#### [TEXT SECTION]
+-------+

Video and Dostoevsky:

My first time posting a video, lets see if it works...
As a supplement to my post a couple days ago about missing Spain, here is a great video recap of the year so y'all can see with your own eyes what I was up to over there. (especially since so many of you that read this didn't even know me at the time!)

and, I came upon this passage in my reading today and found it incredibly poignant and timely:

"What do you mean by isolation?" I asked him.

"Why, the isolation that prevails everywhere, above all in our age - it has not fully developed, it has not reached its limit yet. For every one strives to keep his individuality as apart as possible, wishes to secure the greatest possible fullness of life for himself; but meantime all his efforts result not in attaining fullness of life but self-destruction, for instead of self-realisation he ends by arriving at complete solitude. All mankind in our age have split up into units, they all keep apart, each in his own groove; each one holds aloof, hides himself and hides what he has, from the rest, and he ends by being repelled by others and repelling them. He heaps up riches by himself and thinks, 'how strong I am now and how secure,' and in his madness he does not understand that the more he heaps up, the more he sinks into self-destructive impotence. For he is accustomed to rely upon himself alone and to cut himself off from the whole; he has trained himself not to believe in the help of others, in men and in humanity, and only trembles for fear he should lose his money and the privileges that he has won for himself. Everywhere in these days men have, in their mockery, ceased to understand that the true security is to be found in social solidarity rather than in isolated individual effort. But this terrible individualism must inevitably have an end, and all will suddenly understand how unnaturally they are separated from one another. It will be the spirit of the time, and people will marvel that they have sat so long in darkness without seeing the light. And then the sign of the Son of Man will be seen in the heavens.... But, until then, we must keep the banner flying. Sometimes even if he has to do it alone, and his conduct seems to be crazy, a man must set an example, and so draw men's souls out of their solitude, and spur them to some act of brotherly love, that the great idea may not die."


An Experiment:

So, I want one of these.A Holga. Which is an inexpensive, meduim format camera with a plastic lens. They fall into the "toy camera" category because they are so cheap and made almost entirely of plastic. But they produce really amazing images.I will never be a perfectionist, no matter how hard I try. I can't draw a straight line, wrap gifts, or fold clothes. I love messy painting, and for a while my favorite artistic medium was glue. Because of this, I think that a Holga--which is know for its unpredictability, light streams, crazy colors, and general quirk--and I may be perfect for one another. I'm feeling like this little camera might give my creative juices the little boost they are desperately in need of.BUT I have learned a lot from my wonderful husband, who is very different from me in awesome ways, about patience, perseverance, thoughtfulness, and loyalty. Therefore, I am going to conduct an experiment, to see if I and my juices, are ready for a new toy. I'm going to earn it. And not be impulsive. For the next few weeks i'm going to use up all the 35mm film that I have, and if I succeed, process all the film, and still have a hankering for a Holga...the little guy will be mine. (for the low low price of around $30). Hopefully you all will be the benefactors of the images my little experiment produces soon.

+-------+

#### [PROBLEM]
Answer these questions from the blog post:
1. Which country does the video recap show the writer's year in?
2. In the quoted passage, where is true security said to be found?
3. About what price does the writer give for a Holga?
The lines after this blog post have no role in this exercise.

#### [RECORDED INFORMATION]
+-------+

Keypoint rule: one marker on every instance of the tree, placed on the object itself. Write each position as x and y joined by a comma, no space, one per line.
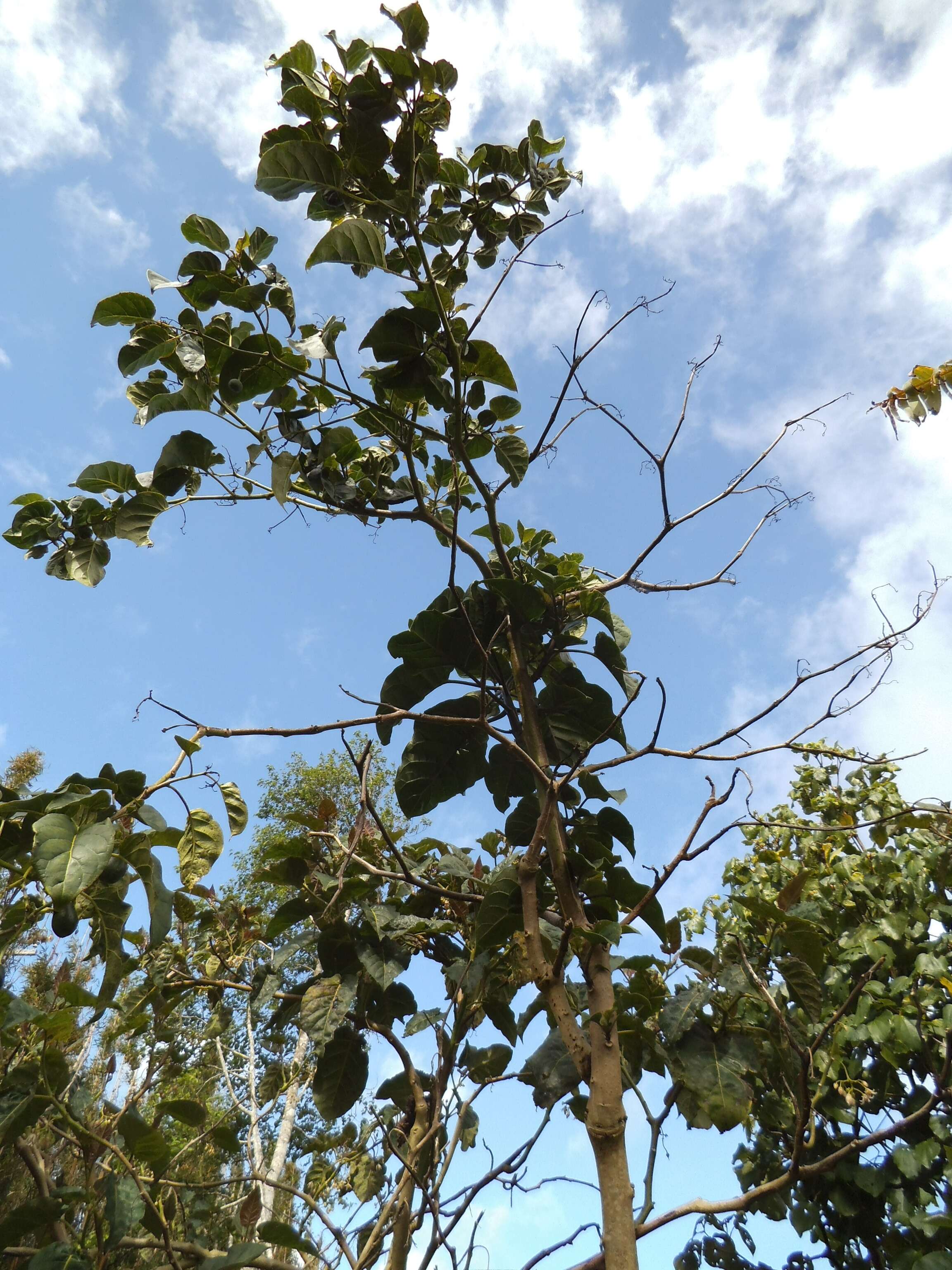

+-------+

#### [RESULT BELOW]
1. Spain
2. In social solidarity rather than in isolated individual effort
3. Around $30